[Referring expression data]

■ ■ ■ ■ ■

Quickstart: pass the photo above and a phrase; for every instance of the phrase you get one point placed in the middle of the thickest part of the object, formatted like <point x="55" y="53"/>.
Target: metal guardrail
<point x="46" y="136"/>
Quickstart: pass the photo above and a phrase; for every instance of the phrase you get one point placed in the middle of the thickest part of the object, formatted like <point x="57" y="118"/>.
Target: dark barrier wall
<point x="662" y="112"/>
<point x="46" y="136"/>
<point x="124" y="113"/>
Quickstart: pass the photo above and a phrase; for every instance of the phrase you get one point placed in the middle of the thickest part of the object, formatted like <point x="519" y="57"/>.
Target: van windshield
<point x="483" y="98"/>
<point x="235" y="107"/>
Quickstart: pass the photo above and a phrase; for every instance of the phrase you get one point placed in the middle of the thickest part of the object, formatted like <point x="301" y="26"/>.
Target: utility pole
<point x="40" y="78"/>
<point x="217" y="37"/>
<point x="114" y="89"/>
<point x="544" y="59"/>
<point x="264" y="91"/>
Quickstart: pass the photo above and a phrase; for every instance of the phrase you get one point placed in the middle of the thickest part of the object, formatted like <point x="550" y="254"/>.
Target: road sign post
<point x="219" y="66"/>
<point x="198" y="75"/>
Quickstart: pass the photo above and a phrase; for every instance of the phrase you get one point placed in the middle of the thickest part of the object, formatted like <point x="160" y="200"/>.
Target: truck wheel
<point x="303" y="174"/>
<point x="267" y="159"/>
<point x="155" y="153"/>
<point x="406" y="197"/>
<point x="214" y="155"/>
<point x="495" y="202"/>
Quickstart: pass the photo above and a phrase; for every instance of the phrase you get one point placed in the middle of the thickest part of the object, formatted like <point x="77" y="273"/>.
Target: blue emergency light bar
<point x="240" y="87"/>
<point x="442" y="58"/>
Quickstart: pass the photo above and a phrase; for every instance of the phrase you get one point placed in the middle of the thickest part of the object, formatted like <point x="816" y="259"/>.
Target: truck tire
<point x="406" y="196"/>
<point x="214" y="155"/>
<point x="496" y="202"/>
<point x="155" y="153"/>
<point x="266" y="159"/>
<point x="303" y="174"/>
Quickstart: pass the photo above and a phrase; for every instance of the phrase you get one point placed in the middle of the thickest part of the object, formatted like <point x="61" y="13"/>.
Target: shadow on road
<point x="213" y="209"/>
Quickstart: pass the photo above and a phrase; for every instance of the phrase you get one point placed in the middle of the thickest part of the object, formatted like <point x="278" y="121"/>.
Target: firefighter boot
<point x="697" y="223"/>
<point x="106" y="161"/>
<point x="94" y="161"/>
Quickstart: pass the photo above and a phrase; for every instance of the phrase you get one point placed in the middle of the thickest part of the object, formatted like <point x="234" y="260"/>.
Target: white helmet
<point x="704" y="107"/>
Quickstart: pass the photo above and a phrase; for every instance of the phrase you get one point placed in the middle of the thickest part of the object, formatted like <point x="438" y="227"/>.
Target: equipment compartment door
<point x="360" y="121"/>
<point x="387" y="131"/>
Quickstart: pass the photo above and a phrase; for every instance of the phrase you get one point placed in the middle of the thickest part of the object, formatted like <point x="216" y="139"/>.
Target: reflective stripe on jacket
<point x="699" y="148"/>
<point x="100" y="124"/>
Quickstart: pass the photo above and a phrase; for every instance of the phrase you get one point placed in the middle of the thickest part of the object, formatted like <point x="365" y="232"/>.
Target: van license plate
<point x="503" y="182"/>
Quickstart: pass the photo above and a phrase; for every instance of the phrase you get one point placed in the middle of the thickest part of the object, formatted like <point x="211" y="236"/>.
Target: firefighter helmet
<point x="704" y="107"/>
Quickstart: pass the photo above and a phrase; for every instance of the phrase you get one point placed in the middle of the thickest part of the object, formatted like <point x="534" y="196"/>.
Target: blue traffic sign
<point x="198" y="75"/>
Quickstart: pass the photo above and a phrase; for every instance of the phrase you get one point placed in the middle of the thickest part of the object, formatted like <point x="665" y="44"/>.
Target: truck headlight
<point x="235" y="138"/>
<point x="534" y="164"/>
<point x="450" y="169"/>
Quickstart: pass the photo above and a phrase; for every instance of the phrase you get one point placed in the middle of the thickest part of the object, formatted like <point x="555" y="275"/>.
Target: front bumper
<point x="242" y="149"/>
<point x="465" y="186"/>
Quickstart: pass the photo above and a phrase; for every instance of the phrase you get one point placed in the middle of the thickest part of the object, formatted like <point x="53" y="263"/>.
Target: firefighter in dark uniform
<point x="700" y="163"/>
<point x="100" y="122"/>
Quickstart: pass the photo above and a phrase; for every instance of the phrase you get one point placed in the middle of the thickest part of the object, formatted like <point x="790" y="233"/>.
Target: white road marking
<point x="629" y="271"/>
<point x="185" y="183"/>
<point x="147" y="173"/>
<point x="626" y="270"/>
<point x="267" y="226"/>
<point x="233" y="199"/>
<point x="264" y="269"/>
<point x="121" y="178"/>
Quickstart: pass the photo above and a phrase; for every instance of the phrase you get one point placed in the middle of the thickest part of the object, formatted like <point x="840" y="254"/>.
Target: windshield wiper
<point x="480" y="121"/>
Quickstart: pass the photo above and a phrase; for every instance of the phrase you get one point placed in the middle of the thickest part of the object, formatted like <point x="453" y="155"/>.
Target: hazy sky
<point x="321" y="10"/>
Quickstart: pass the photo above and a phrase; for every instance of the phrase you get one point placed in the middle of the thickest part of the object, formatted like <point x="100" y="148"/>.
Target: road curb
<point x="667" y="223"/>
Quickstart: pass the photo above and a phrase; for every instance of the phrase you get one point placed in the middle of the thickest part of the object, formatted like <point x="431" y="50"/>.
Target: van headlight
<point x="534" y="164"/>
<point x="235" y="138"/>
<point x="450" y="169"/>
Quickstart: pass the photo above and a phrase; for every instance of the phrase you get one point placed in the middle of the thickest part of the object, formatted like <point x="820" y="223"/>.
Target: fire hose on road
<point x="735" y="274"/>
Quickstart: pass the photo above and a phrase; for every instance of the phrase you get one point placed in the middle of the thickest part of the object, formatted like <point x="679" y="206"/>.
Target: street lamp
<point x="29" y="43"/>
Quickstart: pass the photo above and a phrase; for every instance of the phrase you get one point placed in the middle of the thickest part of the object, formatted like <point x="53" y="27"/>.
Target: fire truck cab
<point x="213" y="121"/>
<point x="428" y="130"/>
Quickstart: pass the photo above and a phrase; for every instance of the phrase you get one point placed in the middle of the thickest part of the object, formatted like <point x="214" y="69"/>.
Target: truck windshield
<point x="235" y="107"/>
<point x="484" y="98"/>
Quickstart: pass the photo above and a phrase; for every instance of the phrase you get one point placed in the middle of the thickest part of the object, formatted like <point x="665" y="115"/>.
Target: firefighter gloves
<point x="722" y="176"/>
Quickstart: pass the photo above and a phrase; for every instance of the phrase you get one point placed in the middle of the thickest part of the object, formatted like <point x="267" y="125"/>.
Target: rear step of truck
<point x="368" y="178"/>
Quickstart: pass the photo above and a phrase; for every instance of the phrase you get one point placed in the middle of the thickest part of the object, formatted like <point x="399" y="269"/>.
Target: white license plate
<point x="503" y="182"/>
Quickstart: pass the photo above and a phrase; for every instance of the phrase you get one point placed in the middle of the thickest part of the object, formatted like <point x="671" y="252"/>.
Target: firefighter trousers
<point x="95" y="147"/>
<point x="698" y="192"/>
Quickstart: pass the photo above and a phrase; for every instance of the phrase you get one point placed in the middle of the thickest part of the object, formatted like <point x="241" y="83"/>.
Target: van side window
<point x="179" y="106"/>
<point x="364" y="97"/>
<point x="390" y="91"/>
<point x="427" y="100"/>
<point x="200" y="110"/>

■ ■ ■ ■ ■

**WHAT THE TASK REQUIRES**
Output every entry exactly as it appears.

**OUTPUT FOR THIS EXERCISE**
Quickstart: pass the photo above and a phrase; for every instance of the phrase you get one point placed in the middle of the thickest part of the object, formatted like <point x="55" y="53"/>.
Target: metal guardrail
<point x="46" y="136"/>
Quickstart: pass the photo above and a phrase; for every instance of the phrase you get one point placed in the middle of the thickest part of the object, formatted like <point x="57" y="118"/>.
Target: dark barrier wall
<point x="662" y="112"/>
<point x="46" y="136"/>
<point x="124" y="113"/>
Quickstart: pass the photo above and a phrase; for every instance of the phrase you get one point placed in the middle of the thickest part of the object, formatted like <point x="519" y="57"/>.
Target: van windshield
<point x="483" y="98"/>
<point x="235" y="107"/>
Quickstart: pass the photo above and a phrase; for every instance of the phrase you get one point placed in the middle of the thickest part of the object, formatted like <point x="301" y="26"/>.
Target: utility pole
<point x="40" y="78"/>
<point x="217" y="37"/>
<point x="114" y="89"/>
<point x="544" y="59"/>
<point x="264" y="91"/>
Quickstart: pass the photo above and a phrase; for every instance of the phrase you get one point placed in the middle of the thickest part of the object, formatted like <point x="550" y="254"/>.
Target: road sign post
<point x="219" y="66"/>
<point x="198" y="75"/>
Quickstart: pass the photo above and a phrase; for every instance of the phrase you get one point placed in the middle of the thickest part of the object, formatted like <point x="160" y="200"/>.
Target: truck wheel
<point x="303" y="174"/>
<point x="267" y="159"/>
<point x="155" y="153"/>
<point x="406" y="197"/>
<point x="214" y="155"/>
<point x="495" y="202"/>
Quickstart: pass the photo above and a phrase; for every instance of the phrase you get one point placed in the middle of the thickest part of the object, formatted like <point x="77" y="273"/>.
Target: blue emergency light bar
<point x="240" y="87"/>
<point x="442" y="58"/>
Quickstart: pass the photo above and a phrase; for every instance of the phrase you get one point placed in the middle of the thickest part of the object, formatted like <point x="816" y="259"/>.
Target: truck tire
<point x="406" y="196"/>
<point x="214" y="155"/>
<point x="496" y="202"/>
<point x="155" y="153"/>
<point x="266" y="159"/>
<point x="303" y="174"/>
Quickstart: pass the photo above and a phrase; for every instance of the phrase you get one point placed in the middle of the thickest part of the object, formatted like <point x="61" y="13"/>.
Target: shadow on road
<point x="213" y="209"/>
Quickstart: pass the photo above and a phrase; for every instance of the phrase you get one point placed in the middle of the thickest part of the object, formatted like <point x="278" y="121"/>.
Target: firefighter boot
<point x="697" y="223"/>
<point x="106" y="161"/>
<point x="94" y="161"/>
Quickstart: pass the photo above and a phrase; for every instance of the phrase you get one point placed in the middle of the thickest part of the object, formatted like <point x="234" y="260"/>.
Target: white helmet
<point x="704" y="107"/>
Quickstart: pass the photo above and a phrase; for every instance of the phrase you get one point placed in the middle of the thickest part of the object, formatted like <point x="438" y="227"/>.
Target: equipment compartment door
<point x="360" y="121"/>
<point x="387" y="131"/>
Quickstart: pass the photo above and a phrase; for every instance of the phrase you get one point placed in the middle of the thickest part of the object, formatted like <point x="216" y="139"/>.
Target: reflective stripe on jacket
<point x="699" y="148"/>
<point x="100" y="124"/>
Quickstart: pass the photo above and a phrase; for every instance of the phrase you get one point placed in the middle of the thickest part of the object, formatted like <point x="365" y="232"/>.
Target: van license plate
<point x="503" y="182"/>
Quickstart: pass the photo above and a phrase; for every instance of the phrase you get one point placed in the middle of the thickest part of the object, formatted like <point x="211" y="236"/>.
Target: firefighter helmet
<point x="704" y="107"/>
Quickstart: pass the photo above and a phrase; for every instance of the phrase you get one point placed in the middle of the thickest part of the object, formatted like <point x="534" y="196"/>.
Target: blue traffic sign
<point x="198" y="75"/>
Quickstart: pass the photo above and a phrase; for every instance of the phrase you get one point placed in the middle of the thickest part of the object, formatted like <point x="665" y="44"/>.
Target: truck headlight
<point x="235" y="138"/>
<point x="534" y="164"/>
<point x="450" y="169"/>
Quickstart: pass the photo above and a phrase; for every instance of the phrase you get one point placed in the middle of the thickest part of the object, formatted like <point x="555" y="275"/>.
Target: front bumper
<point x="242" y="149"/>
<point x="465" y="186"/>
Quickstart: pass the photo above and a phrase; for every instance of the phrase you get one point placed in the middle of the thickest part of the object, formatted like <point x="53" y="263"/>.
Target: firefighter in dark uniform
<point x="700" y="163"/>
<point x="100" y="122"/>
Quickstart: pass the photo above and a phrase; for every instance of the phrase you get one point placed in the middle of the thickest part of the object, formatted like <point x="790" y="233"/>.
Target: white road marking
<point x="629" y="271"/>
<point x="185" y="183"/>
<point x="147" y="173"/>
<point x="626" y="270"/>
<point x="267" y="226"/>
<point x="233" y="199"/>
<point x="264" y="269"/>
<point x="121" y="178"/>
Quickstart: pass the photo above and a phrase; for every instance of the phrase you get one point placed in the middle of the thickest part of the object, formatted like <point x="840" y="254"/>.
Target: windshield wiper
<point x="480" y="121"/>
Quickstart: pass the photo above and a phrase; for every instance of the phrase you get one point placed in the middle of the thickest part of the object, formatted like <point x="453" y="155"/>.
Target: hazy sky
<point x="321" y="10"/>
Quickstart: pass the photo above and a phrase; for every instance of the phrase you get one point placed in the middle of the thickest part of the object, formatted like <point x="100" y="148"/>.
Target: road curb
<point x="667" y="223"/>
Quickstart: pass the photo above and a phrase; for every instance of the phrase you get one point placed in the middle of the thickest part of the object, formatted like <point x="431" y="50"/>.
Target: van headlight
<point x="534" y="164"/>
<point x="235" y="138"/>
<point x="450" y="169"/>
Quickstart: pass the photo above and a phrase; for every instance of the phrase you get one point placed in the middle of the thickest part of the object, formatted like <point x="820" y="223"/>.
Target: fire hose on road
<point x="735" y="274"/>
Quickstart: pass the photo above and a phrase; for every instance of the phrase you get one point placed in the middle of the thickest part of the object, formatted like <point x="679" y="206"/>.
Target: street lamp
<point x="29" y="43"/>
Quickstart: pass the photo above and a phrase; for every instance of the phrase you get one point placed in the middle of the thickest part of the object, formatted like <point x="53" y="27"/>.
Target: fire truck cab
<point x="213" y="121"/>
<point x="428" y="130"/>
Quickstart: pass the photo above and a phrase; for every instance of the phrase you get one point placed in the middle of the thickest part of the object, formatted like <point x="214" y="69"/>.
Target: truck windshield
<point x="235" y="107"/>
<point x="484" y="98"/>
Quickstart: pass the photo above and a phrase; for every instance of the phrase you get one point placed in the middle of the thickest part of the object, formatted like <point x="665" y="115"/>.
Target: firefighter gloves
<point x="722" y="176"/>
Quickstart: pass the photo above and a phrase; for every instance of the phrase you get one point placed in the middle of the thickest part of the object, formatted like <point x="267" y="125"/>.
Target: rear step of truck
<point x="368" y="178"/>
Quickstart: pass the photo above and a phrase; for every instance of the phrase you get one point placed in the middle of the thickest part of the object, formatted like <point x="399" y="269"/>.
Target: white license plate
<point x="503" y="182"/>
Quickstart: pass the photo above and a phrase; for every instance of the phrase you get one point placed in the middle of the thickest part of the object, formatted like <point x="671" y="252"/>.
Target: firefighter trousers
<point x="95" y="147"/>
<point x="698" y="192"/>
Quickstart: pass the photo above and a phrase; for every instance of the phrase you get one point placed in the middle of the thickest part of the object, formatted like <point x="241" y="83"/>.
Target: van side window
<point x="179" y="106"/>
<point x="364" y="97"/>
<point x="390" y="91"/>
<point x="427" y="100"/>
<point x="200" y="110"/>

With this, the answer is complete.